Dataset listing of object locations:
** Begin **

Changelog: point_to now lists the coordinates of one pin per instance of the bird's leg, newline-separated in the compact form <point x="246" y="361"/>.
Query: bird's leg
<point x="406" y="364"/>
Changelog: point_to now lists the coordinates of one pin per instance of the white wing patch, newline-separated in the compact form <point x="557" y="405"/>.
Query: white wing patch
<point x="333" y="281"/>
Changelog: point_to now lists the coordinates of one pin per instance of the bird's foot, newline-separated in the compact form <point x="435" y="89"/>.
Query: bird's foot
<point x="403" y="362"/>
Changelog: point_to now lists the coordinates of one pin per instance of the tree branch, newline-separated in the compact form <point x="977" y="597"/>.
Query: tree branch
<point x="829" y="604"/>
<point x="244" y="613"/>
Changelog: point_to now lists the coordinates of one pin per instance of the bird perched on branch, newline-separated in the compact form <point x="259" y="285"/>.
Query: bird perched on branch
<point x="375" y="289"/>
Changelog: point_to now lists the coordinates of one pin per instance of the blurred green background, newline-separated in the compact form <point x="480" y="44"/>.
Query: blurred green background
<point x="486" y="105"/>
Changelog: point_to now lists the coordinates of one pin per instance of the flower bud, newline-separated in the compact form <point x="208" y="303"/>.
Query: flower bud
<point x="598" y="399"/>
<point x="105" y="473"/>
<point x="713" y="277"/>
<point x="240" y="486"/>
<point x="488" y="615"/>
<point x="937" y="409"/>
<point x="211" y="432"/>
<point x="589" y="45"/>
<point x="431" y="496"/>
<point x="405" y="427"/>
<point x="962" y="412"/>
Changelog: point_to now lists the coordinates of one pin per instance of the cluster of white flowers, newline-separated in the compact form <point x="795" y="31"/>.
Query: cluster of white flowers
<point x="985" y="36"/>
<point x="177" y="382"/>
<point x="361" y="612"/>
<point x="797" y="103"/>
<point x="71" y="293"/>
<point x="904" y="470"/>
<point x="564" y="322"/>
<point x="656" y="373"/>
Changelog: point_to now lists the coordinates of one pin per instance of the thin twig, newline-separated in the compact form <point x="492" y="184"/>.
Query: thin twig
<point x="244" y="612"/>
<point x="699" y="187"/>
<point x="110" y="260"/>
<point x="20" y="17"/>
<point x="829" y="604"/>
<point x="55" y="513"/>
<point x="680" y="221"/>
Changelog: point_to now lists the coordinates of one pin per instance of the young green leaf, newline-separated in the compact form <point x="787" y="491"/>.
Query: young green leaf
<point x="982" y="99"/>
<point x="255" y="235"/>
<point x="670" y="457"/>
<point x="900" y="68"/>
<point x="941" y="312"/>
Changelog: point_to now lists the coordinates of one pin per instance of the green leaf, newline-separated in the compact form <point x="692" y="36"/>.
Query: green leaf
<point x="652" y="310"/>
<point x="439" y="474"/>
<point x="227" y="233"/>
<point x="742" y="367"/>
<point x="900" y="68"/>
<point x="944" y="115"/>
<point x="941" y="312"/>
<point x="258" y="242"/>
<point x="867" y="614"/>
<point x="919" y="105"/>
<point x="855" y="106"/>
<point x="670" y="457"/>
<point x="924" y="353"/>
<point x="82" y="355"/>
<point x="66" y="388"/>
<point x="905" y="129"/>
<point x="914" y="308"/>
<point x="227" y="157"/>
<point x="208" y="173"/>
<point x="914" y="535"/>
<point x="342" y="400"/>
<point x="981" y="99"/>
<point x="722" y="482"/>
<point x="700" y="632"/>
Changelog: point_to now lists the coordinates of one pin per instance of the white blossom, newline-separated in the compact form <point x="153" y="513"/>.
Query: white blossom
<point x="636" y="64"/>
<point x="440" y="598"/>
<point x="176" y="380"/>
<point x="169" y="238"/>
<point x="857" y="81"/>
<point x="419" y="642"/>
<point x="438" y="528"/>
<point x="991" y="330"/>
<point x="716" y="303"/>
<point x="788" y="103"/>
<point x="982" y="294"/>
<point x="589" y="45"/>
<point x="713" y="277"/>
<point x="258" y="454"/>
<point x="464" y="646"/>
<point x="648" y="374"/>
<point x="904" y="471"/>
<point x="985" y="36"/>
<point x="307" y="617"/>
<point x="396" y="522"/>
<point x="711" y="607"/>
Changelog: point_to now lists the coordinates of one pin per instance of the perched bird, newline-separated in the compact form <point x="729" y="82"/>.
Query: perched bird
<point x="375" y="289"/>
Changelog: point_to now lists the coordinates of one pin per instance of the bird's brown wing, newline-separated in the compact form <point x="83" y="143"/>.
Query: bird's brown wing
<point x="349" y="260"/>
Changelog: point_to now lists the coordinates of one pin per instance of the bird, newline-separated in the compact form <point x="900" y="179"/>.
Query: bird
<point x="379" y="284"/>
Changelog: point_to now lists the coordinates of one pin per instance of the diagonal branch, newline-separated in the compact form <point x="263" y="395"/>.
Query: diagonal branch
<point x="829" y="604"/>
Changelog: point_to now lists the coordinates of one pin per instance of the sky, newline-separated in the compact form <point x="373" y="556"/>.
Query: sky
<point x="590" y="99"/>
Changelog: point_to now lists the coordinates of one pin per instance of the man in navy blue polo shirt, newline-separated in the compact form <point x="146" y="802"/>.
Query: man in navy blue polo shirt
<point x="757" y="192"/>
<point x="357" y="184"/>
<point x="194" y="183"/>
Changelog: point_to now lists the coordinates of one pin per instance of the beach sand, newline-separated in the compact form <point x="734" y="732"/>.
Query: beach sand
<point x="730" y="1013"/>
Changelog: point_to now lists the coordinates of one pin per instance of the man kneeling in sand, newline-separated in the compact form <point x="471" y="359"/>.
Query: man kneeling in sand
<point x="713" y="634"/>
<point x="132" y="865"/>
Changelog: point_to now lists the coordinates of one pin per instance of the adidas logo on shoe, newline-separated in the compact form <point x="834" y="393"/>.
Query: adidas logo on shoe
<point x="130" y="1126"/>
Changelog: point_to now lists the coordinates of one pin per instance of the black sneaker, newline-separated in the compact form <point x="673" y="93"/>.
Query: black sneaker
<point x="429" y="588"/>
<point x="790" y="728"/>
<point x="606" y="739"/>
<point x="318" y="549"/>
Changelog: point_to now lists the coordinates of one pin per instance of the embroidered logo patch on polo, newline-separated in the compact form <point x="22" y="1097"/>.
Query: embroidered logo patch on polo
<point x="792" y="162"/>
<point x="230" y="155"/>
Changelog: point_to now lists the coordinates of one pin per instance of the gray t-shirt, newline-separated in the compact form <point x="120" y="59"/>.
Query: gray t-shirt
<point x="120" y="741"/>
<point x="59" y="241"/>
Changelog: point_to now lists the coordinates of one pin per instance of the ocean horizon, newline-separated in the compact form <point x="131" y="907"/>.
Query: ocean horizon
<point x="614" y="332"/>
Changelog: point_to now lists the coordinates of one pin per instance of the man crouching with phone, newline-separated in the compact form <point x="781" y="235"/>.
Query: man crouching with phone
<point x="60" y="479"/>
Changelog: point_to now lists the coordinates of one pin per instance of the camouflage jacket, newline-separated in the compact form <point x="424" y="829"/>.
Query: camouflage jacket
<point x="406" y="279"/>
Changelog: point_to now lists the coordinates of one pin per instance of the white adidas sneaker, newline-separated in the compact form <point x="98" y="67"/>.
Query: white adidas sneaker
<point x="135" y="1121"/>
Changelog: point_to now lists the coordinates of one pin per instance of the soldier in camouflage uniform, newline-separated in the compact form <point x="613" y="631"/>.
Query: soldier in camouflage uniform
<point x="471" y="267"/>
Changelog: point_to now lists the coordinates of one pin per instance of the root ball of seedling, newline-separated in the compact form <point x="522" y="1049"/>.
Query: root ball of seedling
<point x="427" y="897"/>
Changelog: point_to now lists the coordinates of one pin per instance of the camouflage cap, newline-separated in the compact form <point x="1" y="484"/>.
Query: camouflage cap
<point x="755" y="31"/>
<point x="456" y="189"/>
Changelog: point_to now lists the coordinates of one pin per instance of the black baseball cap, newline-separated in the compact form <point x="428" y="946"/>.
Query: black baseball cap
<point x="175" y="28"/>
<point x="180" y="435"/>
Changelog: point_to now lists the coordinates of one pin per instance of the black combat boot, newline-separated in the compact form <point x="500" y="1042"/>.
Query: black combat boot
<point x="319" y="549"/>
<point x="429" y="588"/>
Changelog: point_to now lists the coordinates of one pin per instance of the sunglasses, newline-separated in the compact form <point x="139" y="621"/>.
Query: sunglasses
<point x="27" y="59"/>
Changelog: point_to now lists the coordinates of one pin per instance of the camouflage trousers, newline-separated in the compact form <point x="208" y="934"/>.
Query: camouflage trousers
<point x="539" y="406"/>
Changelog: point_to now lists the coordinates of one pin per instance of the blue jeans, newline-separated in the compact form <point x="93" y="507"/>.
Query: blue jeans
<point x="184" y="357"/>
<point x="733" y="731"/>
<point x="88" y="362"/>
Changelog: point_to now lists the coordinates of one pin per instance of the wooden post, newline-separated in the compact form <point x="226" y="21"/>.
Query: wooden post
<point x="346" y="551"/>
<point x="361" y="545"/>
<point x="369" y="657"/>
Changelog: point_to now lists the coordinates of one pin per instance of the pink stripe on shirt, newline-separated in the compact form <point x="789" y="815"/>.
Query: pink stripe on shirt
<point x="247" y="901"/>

** End **

◆ WORK TO DO ◆
Copy the stretch of the listing from the line containing "camouflage trousers, newline-separated" through the end of the listing, without any changes.

◆ THE SOLUTION ◆
Changelog: point_to now lists the coordinates of one pin per instance of the camouflage trousers, newline-separated in the compact form <point x="208" y="934"/>.
Query: camouflage trousers
<point x="539" y="406"/>
Changelog: point_to now lists the coordinates of one pin per instance of the blue jeans, newline-separated in the compact form <point x="93" y="507"/>.
Query: blue jeans
<point x="184" y="357"/>
<point x="733" y="731"/>
<point x="88" y="362"/>
Changelog: point_to now lists the coordinates of one pin per instance of the wooden post, newline-separated in the compact form <point x="226" y="21"/>.
Query: wooden post
<point x="346" y="551"/>
<point x="361" y="545"/>
<point x="369" y="657"/>
Changelog: point_to now lists the coordinates of one pin per instance of the pink stripe on shirt, newline-separated in the compact form <point x="789" y="815"/>.
Query: pink stripe on shirt
<point x="247" y="901"/>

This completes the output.